ACTIVITY: Among the entries below, tally each line containing "When"; respond with the total only.

= = = =

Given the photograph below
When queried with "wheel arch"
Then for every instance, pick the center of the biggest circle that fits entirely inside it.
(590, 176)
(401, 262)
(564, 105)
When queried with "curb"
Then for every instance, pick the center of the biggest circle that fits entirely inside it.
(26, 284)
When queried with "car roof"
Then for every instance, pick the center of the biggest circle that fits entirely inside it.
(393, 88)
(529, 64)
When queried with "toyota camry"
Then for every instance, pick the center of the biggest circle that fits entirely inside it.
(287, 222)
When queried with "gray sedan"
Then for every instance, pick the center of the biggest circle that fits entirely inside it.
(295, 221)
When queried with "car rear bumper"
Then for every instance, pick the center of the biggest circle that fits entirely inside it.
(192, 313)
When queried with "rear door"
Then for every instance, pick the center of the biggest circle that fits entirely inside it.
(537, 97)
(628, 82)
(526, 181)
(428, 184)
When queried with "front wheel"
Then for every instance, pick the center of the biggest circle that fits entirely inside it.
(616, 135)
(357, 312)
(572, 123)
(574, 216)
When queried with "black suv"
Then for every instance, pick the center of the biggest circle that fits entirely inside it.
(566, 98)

= = = =

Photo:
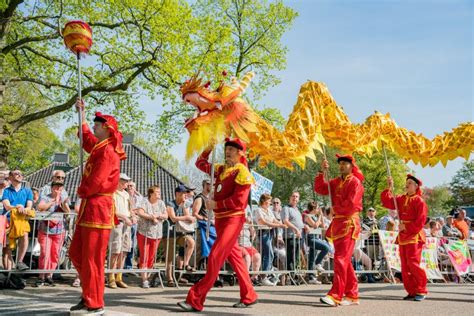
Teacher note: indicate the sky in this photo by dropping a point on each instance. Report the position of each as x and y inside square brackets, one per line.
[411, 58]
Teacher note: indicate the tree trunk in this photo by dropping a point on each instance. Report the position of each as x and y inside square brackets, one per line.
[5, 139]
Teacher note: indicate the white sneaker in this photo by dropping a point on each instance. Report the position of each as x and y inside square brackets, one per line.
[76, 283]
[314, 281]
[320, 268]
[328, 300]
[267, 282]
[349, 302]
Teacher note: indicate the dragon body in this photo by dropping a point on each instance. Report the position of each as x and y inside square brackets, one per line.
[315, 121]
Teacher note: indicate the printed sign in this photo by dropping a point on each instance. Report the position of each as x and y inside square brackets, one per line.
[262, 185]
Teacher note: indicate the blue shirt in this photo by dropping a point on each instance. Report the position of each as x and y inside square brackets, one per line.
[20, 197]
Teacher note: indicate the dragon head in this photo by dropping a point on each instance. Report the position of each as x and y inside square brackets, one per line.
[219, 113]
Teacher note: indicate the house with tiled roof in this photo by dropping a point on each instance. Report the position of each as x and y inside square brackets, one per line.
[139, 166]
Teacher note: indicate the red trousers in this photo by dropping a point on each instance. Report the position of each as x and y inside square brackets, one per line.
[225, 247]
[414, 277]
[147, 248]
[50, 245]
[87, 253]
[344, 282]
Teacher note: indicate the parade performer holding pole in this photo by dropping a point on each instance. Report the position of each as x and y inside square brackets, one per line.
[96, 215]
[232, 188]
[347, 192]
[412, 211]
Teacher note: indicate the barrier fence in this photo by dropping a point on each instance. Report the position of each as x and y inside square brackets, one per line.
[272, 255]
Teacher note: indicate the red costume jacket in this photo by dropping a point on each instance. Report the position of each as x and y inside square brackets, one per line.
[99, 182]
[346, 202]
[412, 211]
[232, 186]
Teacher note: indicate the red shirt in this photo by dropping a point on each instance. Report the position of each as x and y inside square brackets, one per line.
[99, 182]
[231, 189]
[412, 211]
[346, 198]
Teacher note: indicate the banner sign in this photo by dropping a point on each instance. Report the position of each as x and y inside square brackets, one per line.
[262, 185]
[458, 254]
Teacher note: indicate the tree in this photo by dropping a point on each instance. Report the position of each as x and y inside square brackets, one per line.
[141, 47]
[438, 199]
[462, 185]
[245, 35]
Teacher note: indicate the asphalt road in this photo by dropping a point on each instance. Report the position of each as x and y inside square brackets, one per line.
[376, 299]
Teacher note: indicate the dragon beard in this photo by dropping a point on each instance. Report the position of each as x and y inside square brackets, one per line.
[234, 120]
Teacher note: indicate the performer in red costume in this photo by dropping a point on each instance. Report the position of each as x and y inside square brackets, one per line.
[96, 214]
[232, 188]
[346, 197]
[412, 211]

= = = =

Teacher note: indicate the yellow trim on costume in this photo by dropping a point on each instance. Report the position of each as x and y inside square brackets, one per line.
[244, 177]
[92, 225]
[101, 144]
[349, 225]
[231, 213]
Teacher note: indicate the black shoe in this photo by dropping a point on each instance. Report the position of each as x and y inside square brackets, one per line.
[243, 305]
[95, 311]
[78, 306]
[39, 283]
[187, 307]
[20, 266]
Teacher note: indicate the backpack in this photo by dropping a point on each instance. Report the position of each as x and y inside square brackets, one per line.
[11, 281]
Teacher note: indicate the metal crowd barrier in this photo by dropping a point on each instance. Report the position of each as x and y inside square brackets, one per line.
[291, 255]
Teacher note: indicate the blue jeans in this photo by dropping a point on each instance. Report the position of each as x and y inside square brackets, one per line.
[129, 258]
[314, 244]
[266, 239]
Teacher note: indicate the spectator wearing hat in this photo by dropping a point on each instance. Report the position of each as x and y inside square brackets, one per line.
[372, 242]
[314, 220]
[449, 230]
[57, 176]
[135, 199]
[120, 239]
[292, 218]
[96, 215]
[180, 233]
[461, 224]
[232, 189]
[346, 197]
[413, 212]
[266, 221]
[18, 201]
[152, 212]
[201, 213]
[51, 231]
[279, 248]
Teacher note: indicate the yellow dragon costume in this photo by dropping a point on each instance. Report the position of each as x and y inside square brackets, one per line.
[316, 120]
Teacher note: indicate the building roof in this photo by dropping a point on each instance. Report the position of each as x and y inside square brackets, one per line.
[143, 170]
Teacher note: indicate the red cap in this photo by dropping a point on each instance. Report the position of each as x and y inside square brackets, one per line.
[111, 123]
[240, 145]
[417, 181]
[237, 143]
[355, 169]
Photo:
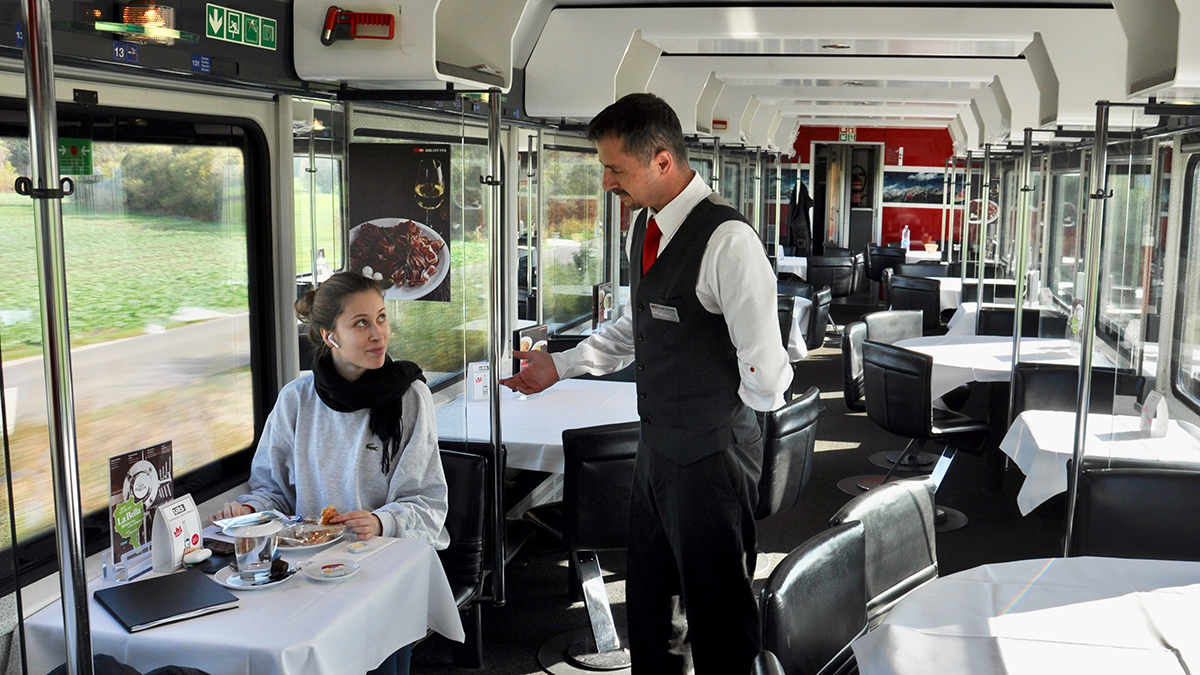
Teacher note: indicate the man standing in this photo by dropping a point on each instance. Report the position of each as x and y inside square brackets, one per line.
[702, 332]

= = = =

ANSWER AREA: 9